必填。 select_expr 格式为 col1_name, col2_name, 列表达式,... ，表示待查询的普通列、分区列或正则表达式。列表达式使用规则如下：

用列名指定要读取的列。

读取表 sale_detail 的列 shop_name 。命令示例如下。

select shop_name from sale_detail;

返回结果如下。

+------------+
| shop_name  |
+------------+
| s1         |
| s2         |
| s3         |
+------------+

用星号（ * ）代表查询所有的列。可配合 where 子句指定过滤条件。

读取表 sale_detail 中所有的列。命令示例如下。

--开启全表扫描，仅此Session有效。
set odps.sql.allow.fullscan=true;
select * from sale_detail;

返回结果如下。

+------------+-------------+-------------+------------+------------+
| shop_name  | customer_id | total_price | sale_date  | region     |
+------------+-------------+-------------+------------+------------+
| s1         | c1          | 100.1       | 2013       | china      |
| s2         | c2          | 100.2       | 2013       | china      |
| s3         | c3          | 100.3       | 2013       | china      |
+------------+-------------+-------------+------------+------------+

在 where 子句中指定过滤条件。命令示例如下。

▶ _数据列表_
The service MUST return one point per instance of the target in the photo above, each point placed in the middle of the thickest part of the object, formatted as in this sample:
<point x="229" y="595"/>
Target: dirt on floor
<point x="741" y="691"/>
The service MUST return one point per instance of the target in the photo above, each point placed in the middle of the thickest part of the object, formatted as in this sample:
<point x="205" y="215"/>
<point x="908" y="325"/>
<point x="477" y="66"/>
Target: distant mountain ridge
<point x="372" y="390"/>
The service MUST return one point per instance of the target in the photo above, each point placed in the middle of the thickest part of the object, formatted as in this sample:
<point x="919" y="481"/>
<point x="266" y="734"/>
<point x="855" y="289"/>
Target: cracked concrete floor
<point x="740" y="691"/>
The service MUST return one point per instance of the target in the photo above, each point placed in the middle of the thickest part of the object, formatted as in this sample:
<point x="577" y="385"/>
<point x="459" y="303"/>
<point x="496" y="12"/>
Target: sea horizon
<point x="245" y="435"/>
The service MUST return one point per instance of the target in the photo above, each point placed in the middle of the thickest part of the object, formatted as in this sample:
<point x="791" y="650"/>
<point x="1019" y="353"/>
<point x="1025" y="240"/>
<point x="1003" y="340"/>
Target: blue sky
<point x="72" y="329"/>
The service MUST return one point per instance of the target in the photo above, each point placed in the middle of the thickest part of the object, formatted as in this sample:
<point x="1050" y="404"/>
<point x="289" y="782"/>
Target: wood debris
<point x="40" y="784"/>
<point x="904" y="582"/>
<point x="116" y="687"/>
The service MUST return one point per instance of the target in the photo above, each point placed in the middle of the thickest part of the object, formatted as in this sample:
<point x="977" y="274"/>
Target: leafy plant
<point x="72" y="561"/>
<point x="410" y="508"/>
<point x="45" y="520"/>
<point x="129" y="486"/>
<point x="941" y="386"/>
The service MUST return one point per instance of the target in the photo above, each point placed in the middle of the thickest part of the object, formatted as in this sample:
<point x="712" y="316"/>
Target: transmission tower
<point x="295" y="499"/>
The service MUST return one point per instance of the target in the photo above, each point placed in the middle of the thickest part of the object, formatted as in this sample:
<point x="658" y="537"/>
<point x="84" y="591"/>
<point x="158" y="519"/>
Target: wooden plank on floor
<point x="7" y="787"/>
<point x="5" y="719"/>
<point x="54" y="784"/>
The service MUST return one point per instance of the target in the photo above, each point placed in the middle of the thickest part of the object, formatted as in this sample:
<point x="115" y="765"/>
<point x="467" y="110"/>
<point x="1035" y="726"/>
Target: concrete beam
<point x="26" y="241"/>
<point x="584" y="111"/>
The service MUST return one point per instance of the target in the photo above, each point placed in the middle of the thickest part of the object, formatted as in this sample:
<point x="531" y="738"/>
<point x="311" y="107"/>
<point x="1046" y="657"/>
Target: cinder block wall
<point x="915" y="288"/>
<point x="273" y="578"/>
==
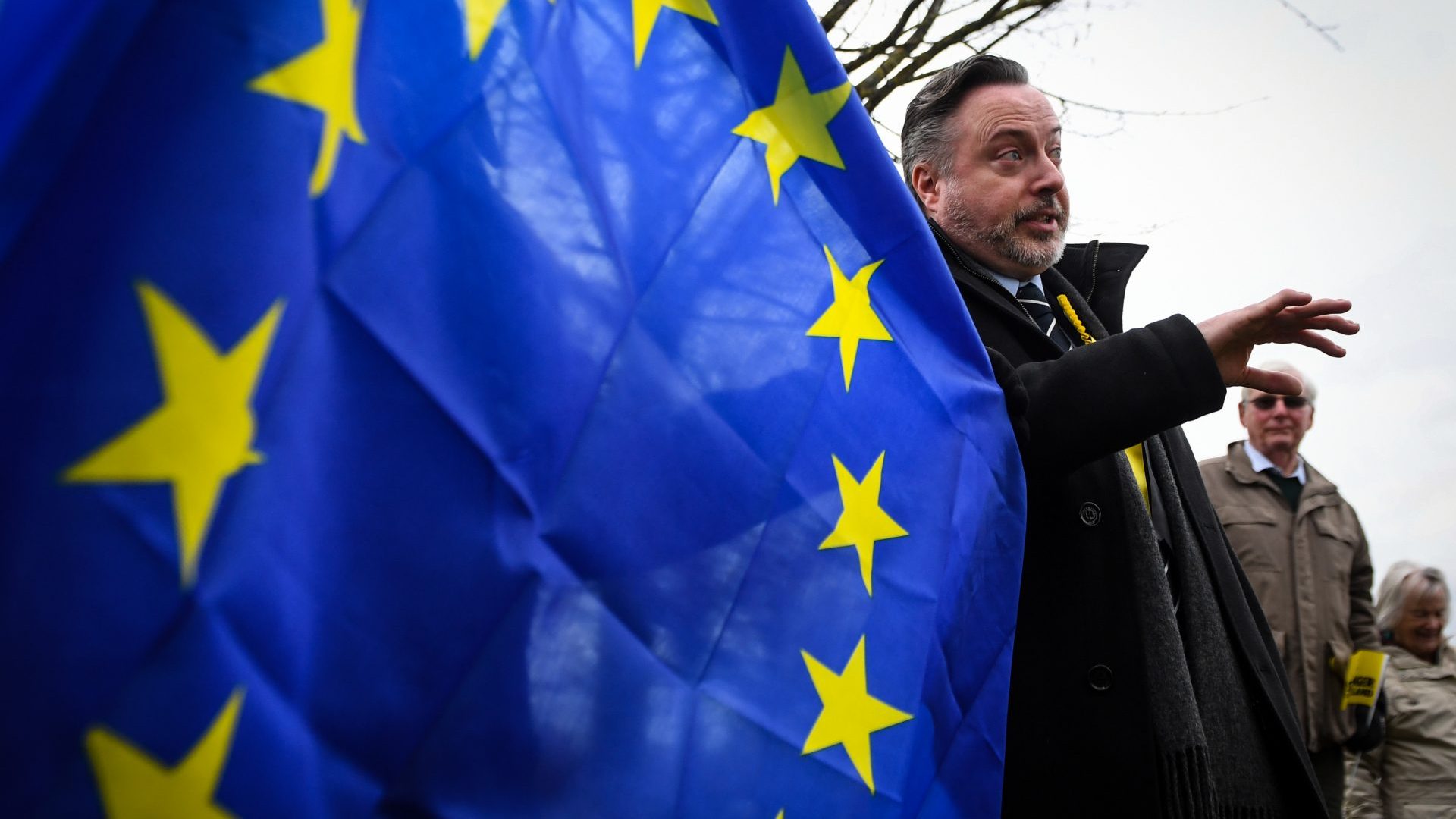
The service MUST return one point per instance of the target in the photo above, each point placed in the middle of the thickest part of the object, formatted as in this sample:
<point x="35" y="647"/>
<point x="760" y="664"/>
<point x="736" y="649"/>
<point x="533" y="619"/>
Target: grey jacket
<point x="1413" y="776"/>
---
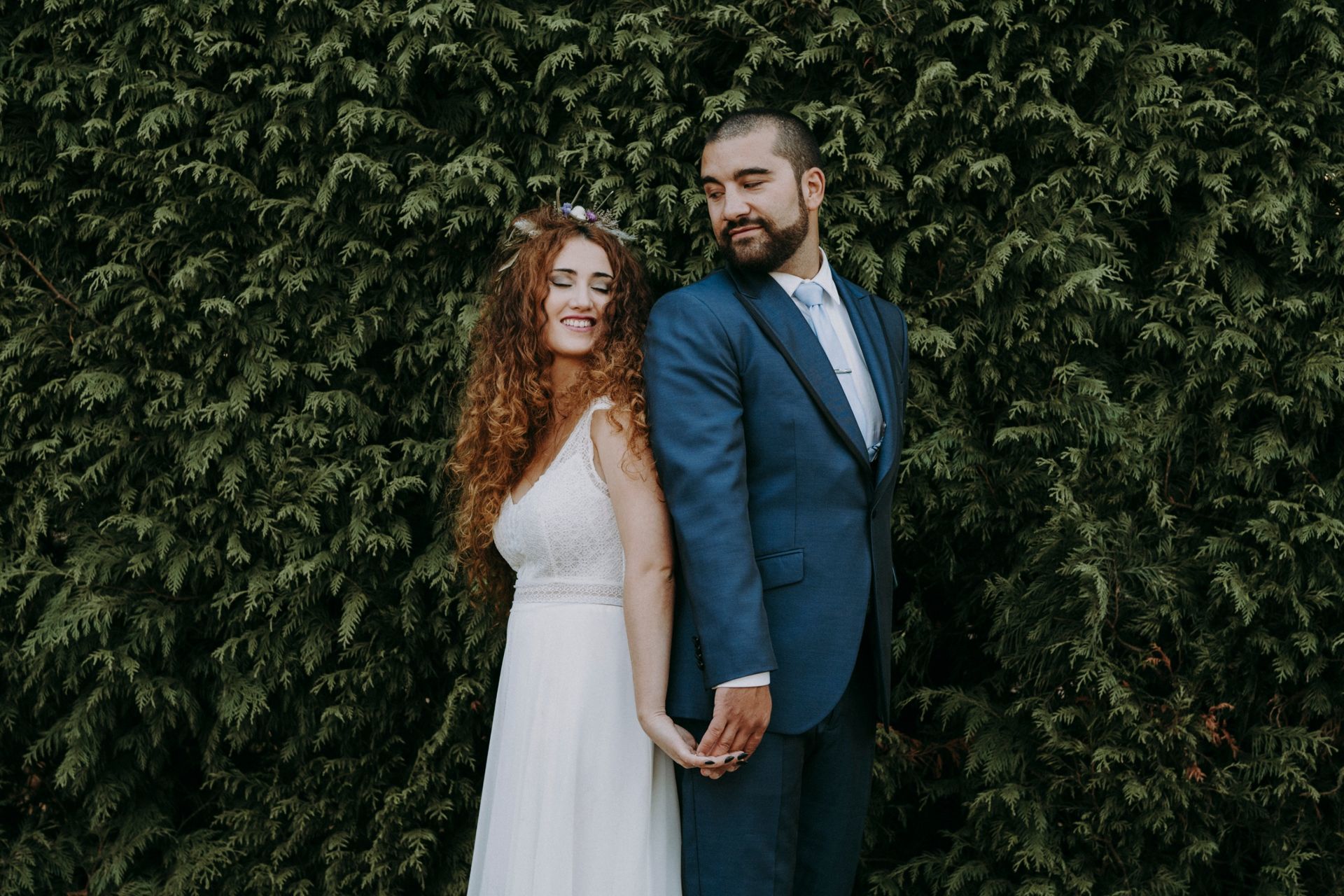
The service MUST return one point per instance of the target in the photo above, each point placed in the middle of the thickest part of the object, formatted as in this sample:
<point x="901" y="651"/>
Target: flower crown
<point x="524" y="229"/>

▶ _待办事项_
1. 根据关于 select_expr 用法的文档节选，回答以下问题：
(a) 用哪个符号代表查询所有的列？
(b) 读取所有列的示例中，执行查询前被设为 true 的参数是什么？
(c) 读取列 shop_name 的示例返回了哪几个值？
2. 续写这段关于 select_expr 列表达式用法的文档节选，从它的最后一句之后接着写。
这些数据与文档节选无关。

▶ _逐项结果_
1.
(a) 星号（*）。
(b) odps.sql.allow.fullscan。
(c) s1、s2、s3。

2.
select * from sale_detail where shop_name='s1';

返回结果如下。

+------------+-------------+-------------+------------+------------+
| shop_name  | customer_id | total_price | sale_date  | region     |
+------------+-------------+-------------+------------+------------+
| s1         | c1          | 100.1       | 2013       | china      |
+------------+-------------+-------------+------------+------------+

可以使用正则表达式。

选出 sale_detail 表中所有列名以 sh 开头的列。命令示例如下。

select `sh.*` from sale_detail;

返回结果如下。

+------------+
| shop_name  |
+------------+
| s1         |
| s2         |
| s3         |
+------------+

选出 sale_detail 表中列名不为 shop_name 的所有列。命令示例如下。

select `(shop_name)?+.+` from sale_detail;

返回结果如下。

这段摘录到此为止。